**Exercise aim:**
Only the lines below starting at the one that contains "Prompt: shoreline" and ending at the one that contains "Prompt: grass bank" are to be reproduced, exactly and with both ends kept.

**Input data:**
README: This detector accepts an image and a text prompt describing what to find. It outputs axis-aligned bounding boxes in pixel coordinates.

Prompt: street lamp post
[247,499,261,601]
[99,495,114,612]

* * *

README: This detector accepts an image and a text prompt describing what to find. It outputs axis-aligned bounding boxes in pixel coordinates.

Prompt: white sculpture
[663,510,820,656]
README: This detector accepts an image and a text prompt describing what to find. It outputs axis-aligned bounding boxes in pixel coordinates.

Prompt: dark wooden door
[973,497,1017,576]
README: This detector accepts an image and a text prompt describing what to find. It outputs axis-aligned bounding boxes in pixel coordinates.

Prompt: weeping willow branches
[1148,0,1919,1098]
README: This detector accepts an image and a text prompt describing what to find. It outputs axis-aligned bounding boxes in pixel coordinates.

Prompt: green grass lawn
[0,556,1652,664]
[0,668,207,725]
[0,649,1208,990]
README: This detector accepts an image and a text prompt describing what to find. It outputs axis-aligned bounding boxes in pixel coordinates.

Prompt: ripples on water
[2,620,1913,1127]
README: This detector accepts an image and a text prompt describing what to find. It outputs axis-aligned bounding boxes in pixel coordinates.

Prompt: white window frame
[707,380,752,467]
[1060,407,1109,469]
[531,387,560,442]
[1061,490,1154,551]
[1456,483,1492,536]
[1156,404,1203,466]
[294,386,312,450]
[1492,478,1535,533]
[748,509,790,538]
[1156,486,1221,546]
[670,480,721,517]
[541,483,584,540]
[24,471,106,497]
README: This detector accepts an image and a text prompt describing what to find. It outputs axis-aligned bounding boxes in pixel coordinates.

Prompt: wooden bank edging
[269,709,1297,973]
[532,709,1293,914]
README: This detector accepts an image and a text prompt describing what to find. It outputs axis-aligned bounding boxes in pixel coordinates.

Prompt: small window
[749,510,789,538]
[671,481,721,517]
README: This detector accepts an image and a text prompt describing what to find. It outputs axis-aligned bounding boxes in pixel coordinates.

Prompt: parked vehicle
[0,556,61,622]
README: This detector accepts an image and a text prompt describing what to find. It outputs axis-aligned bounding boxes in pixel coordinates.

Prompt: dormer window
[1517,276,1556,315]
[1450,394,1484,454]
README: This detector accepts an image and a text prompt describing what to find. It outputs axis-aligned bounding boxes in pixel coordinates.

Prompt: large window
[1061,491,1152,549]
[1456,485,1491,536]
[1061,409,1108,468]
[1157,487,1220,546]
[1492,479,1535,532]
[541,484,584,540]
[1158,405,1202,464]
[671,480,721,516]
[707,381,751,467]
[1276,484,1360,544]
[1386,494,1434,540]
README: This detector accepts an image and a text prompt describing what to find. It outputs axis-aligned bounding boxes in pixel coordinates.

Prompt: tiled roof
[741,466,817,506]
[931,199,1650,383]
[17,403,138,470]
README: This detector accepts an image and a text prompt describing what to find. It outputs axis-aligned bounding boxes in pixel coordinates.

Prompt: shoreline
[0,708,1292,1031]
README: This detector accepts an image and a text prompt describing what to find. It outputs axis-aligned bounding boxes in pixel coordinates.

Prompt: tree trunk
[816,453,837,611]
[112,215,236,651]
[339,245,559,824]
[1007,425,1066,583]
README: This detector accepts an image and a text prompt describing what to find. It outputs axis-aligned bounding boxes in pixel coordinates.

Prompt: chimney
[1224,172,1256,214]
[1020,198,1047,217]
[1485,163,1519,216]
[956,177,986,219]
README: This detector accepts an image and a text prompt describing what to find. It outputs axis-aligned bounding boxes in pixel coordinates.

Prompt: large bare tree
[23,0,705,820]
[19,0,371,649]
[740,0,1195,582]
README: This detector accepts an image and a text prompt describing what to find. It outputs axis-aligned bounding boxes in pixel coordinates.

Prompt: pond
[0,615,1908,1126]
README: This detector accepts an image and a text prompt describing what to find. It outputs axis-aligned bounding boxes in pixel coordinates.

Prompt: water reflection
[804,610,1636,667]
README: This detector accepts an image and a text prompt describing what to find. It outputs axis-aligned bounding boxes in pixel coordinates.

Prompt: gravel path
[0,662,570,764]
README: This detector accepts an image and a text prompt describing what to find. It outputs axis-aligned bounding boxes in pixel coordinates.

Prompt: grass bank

**Task answer:**
Prompt: shoreline
[0,708,1292,1031]
README: This detector accepts an image and a text prompt describing what to find. It outputs axis-aligned bounding boxes in pixel coordinates.

Prompt: tree trunk
[816,453,837,611]
[112,215,236,651]
[339,245,559,824]
[1007,425,1066,583]
README: This detector accepts an image and a text prompt describing what to find. It outputs axis-aligned bounding boxes in pixel coordinates.

Prompt: chimney
[1224,172,1256,214]
[1020,198,1047,217]
[1485,163,1519,216]
[956,177,986,219]
README: This detector accepts an image and a text prompt describing what to find. It outputs axis-aligned bounding boxes in pixel coordinates.

Prompt: large bare tree
[23,0,705,820]
[19,0,371,649]
[740,0,1195,582]
README: This detector accepts an image and a text prompt describing what to find. It outputs axis-aligned bounding boxes in pixel coordinates.

Prompt: pond
[0,615,1908,1126]
README: This detector accepts an image and a text prompt describing what to find. It outputs axis-aligned bounding boxes in pixel coordinates.

Prompt: water reflection
[804,610,1636,667]
README: This detector accepts an image and a text prompt describing what to find. It outputs axis-aligned bounding boxes in pixel coordinates.

Prompt: gravel path
[0,662,570,764]
README: This detector accepts an image and a text prompt describing what to find. It outputs axis-aligned bounding boxes in pixel coordinates.

Prompt: grass bank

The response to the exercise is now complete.